[begin Data excerpts]

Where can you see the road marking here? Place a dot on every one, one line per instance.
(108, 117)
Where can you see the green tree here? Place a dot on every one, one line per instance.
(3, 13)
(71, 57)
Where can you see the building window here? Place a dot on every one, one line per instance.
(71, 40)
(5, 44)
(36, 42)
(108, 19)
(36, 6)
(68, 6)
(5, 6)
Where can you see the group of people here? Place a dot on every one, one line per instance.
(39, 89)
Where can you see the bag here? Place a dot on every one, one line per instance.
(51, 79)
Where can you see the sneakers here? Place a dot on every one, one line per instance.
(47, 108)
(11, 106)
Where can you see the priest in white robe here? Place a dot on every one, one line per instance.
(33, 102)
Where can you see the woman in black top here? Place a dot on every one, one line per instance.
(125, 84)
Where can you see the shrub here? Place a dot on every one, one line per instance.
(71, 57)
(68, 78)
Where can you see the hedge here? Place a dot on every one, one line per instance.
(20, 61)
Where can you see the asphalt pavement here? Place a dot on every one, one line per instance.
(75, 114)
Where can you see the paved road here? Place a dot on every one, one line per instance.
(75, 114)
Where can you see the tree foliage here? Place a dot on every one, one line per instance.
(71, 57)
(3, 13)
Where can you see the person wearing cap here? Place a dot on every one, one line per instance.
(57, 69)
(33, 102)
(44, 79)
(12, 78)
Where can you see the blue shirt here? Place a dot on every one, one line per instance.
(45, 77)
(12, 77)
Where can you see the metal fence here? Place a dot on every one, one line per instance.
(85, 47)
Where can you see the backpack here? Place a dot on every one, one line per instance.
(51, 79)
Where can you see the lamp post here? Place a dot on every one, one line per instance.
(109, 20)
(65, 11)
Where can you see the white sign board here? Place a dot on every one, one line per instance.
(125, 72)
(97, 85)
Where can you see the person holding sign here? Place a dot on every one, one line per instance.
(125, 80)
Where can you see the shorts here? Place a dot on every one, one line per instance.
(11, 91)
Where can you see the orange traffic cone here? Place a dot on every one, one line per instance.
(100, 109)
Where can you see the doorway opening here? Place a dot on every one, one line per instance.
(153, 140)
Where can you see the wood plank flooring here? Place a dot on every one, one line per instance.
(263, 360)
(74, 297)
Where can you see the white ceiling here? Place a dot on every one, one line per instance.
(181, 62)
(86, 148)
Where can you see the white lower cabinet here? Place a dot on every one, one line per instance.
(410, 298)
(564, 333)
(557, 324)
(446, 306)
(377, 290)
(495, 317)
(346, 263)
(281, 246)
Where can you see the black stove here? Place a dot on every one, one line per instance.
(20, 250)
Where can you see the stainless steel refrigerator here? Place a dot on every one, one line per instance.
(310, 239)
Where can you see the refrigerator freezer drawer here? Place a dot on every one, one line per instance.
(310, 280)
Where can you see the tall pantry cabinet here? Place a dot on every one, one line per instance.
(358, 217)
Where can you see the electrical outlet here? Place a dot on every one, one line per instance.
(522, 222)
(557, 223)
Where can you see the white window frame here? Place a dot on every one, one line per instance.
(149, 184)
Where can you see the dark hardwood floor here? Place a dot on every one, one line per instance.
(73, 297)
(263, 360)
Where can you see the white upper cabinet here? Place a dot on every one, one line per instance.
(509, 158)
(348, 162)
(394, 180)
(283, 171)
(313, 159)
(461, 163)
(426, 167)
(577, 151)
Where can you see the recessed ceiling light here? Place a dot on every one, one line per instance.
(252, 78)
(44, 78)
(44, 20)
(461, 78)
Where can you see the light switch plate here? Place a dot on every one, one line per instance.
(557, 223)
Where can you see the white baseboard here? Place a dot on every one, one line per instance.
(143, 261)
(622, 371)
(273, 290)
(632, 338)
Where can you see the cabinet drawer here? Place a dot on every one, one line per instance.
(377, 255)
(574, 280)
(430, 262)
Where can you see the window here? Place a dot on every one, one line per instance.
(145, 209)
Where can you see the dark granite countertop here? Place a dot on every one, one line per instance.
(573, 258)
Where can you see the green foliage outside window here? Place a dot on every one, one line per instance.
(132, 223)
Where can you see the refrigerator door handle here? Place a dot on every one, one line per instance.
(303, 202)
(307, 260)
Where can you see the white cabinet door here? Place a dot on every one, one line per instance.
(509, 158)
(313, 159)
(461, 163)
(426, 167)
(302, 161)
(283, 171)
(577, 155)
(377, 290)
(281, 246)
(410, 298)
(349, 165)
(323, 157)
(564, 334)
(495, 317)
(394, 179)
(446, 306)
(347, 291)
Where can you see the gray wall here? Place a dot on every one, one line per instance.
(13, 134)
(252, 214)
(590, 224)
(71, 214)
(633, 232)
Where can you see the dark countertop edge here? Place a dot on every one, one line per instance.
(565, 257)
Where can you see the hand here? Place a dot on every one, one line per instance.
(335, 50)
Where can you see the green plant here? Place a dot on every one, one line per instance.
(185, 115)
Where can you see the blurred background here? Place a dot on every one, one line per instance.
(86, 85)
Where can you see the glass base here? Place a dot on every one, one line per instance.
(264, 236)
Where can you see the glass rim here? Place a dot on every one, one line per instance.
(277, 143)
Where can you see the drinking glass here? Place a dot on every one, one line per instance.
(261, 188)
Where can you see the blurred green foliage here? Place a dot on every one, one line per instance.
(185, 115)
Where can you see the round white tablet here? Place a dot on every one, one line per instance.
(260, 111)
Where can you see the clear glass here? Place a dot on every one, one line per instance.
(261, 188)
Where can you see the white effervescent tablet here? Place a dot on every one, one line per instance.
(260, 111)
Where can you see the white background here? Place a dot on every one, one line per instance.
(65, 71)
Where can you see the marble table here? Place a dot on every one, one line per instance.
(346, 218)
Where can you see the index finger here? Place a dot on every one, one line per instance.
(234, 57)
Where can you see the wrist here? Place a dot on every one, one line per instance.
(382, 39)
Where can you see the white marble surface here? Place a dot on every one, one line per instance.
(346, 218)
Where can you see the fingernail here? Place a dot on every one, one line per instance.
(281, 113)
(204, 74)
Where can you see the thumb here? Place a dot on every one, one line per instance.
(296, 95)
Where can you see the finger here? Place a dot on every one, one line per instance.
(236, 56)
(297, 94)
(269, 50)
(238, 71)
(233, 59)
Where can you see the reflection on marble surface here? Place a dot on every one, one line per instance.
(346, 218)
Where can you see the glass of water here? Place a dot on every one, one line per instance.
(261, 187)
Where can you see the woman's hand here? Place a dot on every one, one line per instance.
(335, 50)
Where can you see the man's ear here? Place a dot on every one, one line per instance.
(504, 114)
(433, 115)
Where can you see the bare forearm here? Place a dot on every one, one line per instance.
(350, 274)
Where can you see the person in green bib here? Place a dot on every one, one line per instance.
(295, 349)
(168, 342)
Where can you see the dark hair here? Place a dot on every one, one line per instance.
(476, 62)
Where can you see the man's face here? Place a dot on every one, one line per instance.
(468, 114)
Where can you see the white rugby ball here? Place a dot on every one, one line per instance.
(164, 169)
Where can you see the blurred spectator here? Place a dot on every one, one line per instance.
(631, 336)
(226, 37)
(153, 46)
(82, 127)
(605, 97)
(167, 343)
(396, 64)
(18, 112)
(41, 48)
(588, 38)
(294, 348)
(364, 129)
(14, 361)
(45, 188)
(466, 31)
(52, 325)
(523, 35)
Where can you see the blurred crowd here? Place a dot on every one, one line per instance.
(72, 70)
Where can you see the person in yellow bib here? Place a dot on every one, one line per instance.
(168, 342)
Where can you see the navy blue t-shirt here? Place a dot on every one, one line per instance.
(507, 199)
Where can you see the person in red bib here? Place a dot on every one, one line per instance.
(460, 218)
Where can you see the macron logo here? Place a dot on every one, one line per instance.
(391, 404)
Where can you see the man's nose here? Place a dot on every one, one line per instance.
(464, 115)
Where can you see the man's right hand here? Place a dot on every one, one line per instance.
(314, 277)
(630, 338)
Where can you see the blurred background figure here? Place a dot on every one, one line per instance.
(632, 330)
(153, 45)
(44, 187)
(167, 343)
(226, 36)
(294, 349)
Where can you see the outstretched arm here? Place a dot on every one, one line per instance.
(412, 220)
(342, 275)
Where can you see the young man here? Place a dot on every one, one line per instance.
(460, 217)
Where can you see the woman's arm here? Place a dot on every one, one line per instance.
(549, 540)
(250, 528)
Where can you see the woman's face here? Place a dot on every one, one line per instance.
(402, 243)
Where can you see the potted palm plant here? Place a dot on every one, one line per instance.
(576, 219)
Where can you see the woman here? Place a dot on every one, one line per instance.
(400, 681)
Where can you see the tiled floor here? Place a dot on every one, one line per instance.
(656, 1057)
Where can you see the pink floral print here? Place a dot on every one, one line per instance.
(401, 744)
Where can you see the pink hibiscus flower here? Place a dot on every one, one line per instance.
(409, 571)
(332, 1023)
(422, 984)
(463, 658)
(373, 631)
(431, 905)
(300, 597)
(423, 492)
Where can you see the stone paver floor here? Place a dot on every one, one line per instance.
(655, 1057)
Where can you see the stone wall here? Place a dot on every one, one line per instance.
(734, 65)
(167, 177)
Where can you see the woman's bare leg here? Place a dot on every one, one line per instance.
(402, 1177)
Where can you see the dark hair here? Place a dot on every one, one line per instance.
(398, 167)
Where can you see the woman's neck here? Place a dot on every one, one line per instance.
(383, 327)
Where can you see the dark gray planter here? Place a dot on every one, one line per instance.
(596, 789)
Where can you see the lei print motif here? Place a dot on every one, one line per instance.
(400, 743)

[end Data excerpts]

Each line from the one containing "Where can you see the stone paver" to the end of the records should be echoed exactly, and no other line.

▸ The solution
Where can you see the stone paver floor here? Place a dot on every one, one line per instance.
(655, 1057)
Where can you see the stone wall here? Place a dot on every one, one line per instance.
(734, 65)
(167, 177)
Where can you see the woman's bare leg here? Place a dot on every one, one line per instance.
(402, 1177)
Where can you see the dark hair here? Place a dot on every one, one line per instance.
(398, 167)
Where can you see the woman's neck here? Place a dot on every one, one line per instance.
(383, 327)
Where can you see the dark gray planter here? Place a dot on every one, one line per instance.
(596, 789)
Where can you see the lei print motif here? Place a dot on every one, one line per instance.
(400, 743)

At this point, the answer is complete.